Task to complete: Which of the lines below contain the string "positive"? Pull each one out of the data.
▼
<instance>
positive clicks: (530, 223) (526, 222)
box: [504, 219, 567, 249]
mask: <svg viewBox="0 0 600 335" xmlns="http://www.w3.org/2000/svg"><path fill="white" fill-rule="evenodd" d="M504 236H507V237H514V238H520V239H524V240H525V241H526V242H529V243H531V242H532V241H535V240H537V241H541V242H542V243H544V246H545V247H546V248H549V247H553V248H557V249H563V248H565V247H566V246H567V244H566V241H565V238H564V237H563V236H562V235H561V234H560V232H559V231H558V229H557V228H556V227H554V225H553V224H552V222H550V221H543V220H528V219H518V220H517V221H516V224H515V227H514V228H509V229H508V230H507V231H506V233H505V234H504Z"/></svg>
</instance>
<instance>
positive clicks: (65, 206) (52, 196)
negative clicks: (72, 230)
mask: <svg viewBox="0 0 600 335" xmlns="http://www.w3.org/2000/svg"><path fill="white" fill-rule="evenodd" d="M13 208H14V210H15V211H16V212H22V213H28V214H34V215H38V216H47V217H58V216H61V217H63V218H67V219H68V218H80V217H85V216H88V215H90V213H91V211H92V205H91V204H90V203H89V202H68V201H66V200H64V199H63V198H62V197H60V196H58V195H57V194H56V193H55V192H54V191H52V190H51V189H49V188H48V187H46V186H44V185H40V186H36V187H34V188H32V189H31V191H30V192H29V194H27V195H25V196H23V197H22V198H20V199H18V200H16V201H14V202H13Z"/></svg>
▲
Answer section:
positive clicks: (530, 223) (526, 222)
positive clicks: (65, 206) (52, 196)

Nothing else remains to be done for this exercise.